··· The data ···

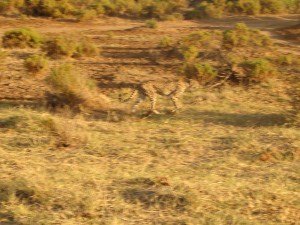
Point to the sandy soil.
(129, 49)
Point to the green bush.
(22, 38)
(36, 63)
(257, 70)
(242, 36)
(3, 56)
(249, 7)
(272, 6)
(63, 46)
(215, 9)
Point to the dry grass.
(228, 158)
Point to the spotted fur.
(152, 89)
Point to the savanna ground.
(230, 157)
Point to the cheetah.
(152, 89)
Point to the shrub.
(22, 38)
(75, 90)
(189, 53)
(250, 7)
(241, 36)
(86, 48)
(151, 23)
(3, 56)
(204, 73)
(272, 6)
(257, 70)
(36, 63)
(215, 9)
(60, 47)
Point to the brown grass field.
(231, 157)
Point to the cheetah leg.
(176, 103)
(139, 100)
(153, 100)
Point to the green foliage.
(214, 9)
(272, 6)
(219, 8)
(3, 56)
(249, 7)
(151, 23)
(86, 10)
(257, 70)
(22, 38)
(36, 63)
(62, 46)
(242, 36)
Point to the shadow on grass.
(230, 119)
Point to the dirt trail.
(129, 49)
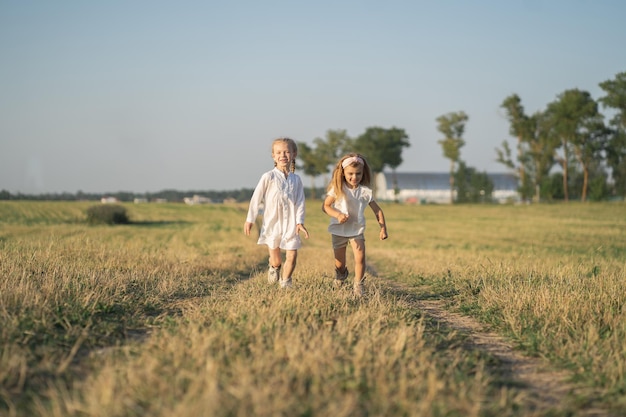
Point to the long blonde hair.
(293, 148)
(339, 179)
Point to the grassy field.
(172, 315)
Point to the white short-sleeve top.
(280, 199)
(353, 203)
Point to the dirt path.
(541, 385)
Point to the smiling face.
(353, 175)
(282, 155)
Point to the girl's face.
(353, 175)
(282, 155)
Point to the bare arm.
(380, 217)
(333, 212)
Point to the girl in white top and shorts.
(347, 197)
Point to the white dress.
(281, 201)
(353, 203)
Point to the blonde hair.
(339, 179)
(293, 148)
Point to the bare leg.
(358, 247)
(275, 258)
(290, 263)
(340, 258)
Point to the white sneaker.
(340, 276)
(359, 288)
(273, 274)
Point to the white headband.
(352, 160)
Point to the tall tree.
(452, 126)
(569, 114)
(539, 156)
(382, 148)
(328, 150)
(615, 99)
(519, 128)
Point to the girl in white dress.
(279, 196)
(347, 197)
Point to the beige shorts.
(342, 241)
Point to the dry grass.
(172, 315)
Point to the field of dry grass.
(172, 314)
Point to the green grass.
(172, 314)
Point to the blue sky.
(143, 96)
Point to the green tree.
(382, 148)
(452, 126)
(519, 128)
(615, 99)
(569, 115)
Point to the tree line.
(570, 134)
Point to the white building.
(434, 187)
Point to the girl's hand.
(301, 228)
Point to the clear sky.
(141, 96)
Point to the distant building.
(197, 199)
(434, 187)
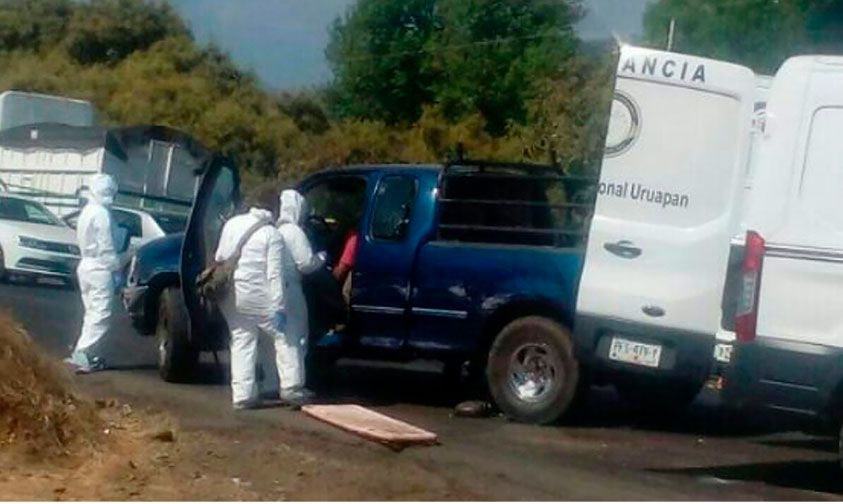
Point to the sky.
(283, 41)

···

◆ Task
Rewrite the lines of the listing from the one holding "Point to the clear sky." through the end of the listing, inclusive, keeping the requests and shifting every coordinate in the answered points by -15. Leave the pictures out of your answer.

◆ Response for this exercise
Point to the clear sky.
(126, 81)
Point to the distant building.
(182, 184)
(419, 172)
Point to the sky.
(268, 26)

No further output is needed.